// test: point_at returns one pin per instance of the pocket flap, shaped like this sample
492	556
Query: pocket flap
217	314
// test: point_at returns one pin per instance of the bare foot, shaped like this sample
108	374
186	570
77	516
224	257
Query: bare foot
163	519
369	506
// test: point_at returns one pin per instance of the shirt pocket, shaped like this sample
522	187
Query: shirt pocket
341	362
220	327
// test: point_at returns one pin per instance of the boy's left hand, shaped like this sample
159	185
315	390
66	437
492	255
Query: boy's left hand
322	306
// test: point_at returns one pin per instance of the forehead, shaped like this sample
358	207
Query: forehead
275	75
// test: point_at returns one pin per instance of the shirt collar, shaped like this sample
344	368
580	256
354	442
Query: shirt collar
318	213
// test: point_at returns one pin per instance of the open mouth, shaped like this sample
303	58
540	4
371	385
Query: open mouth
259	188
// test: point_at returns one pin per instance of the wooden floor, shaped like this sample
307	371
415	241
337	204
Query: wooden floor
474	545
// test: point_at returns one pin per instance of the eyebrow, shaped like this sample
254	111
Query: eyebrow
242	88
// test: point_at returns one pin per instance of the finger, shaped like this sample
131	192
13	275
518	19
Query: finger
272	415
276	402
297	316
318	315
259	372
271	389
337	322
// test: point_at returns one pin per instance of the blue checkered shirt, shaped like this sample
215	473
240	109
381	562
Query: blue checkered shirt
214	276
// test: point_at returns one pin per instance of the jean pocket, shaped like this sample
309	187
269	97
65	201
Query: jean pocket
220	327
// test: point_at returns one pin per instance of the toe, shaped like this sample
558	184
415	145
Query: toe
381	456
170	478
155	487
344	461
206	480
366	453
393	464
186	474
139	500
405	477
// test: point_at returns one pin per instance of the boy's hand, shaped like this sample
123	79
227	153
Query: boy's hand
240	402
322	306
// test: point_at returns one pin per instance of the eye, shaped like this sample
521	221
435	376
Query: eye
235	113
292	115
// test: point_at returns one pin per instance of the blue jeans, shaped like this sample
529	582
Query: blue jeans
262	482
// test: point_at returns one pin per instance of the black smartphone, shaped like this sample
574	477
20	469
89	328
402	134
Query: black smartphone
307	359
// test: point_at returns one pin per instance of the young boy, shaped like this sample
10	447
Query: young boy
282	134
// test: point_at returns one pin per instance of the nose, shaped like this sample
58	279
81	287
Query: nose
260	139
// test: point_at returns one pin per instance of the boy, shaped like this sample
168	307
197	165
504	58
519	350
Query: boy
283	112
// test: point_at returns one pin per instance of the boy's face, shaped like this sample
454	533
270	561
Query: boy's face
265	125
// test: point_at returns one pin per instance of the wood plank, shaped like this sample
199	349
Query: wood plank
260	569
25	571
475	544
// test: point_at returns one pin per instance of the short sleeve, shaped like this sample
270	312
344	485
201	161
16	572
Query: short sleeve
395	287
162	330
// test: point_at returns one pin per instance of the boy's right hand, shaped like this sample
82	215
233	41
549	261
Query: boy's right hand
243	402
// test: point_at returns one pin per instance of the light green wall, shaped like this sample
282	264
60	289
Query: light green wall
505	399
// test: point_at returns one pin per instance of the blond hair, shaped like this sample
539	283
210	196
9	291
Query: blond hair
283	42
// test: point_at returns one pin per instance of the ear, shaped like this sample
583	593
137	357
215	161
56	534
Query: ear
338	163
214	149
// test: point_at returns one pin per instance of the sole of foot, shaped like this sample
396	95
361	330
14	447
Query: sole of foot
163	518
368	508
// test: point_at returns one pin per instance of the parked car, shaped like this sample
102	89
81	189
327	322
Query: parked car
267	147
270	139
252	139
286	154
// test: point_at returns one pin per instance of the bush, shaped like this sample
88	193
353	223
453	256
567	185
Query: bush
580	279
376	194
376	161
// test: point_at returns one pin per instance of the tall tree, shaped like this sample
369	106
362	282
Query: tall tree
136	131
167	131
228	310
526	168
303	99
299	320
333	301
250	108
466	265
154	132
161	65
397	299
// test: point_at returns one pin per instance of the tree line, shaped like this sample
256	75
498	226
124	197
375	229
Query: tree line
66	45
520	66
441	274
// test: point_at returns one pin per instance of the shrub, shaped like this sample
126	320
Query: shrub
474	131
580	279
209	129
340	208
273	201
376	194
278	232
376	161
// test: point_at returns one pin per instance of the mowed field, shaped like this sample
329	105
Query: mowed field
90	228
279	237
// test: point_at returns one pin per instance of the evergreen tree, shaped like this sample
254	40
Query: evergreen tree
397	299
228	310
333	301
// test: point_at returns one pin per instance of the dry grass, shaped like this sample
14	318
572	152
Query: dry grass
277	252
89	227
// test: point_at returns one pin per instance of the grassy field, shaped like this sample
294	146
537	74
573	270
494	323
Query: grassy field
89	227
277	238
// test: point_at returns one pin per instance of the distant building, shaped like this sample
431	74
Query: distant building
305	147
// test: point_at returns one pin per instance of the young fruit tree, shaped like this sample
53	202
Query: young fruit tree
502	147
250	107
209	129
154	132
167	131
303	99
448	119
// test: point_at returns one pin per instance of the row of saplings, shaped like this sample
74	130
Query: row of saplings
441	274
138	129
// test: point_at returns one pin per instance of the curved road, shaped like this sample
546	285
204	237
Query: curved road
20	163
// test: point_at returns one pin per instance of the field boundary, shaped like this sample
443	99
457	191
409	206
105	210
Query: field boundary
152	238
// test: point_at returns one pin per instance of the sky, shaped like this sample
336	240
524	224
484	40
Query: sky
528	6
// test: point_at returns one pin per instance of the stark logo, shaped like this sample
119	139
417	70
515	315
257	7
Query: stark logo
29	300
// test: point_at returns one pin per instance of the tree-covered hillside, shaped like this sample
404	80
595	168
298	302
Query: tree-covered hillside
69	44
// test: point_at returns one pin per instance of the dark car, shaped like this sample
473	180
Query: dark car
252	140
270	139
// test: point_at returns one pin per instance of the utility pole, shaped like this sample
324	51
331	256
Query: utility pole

================

▶ **DIRECTIONS**:
For every line above that includes the string "utility", copy the line.

▶ **RESPONSE**:
// test: point_at returns one pin per instance of the utility pole, shaped like this sample
Query: utility pole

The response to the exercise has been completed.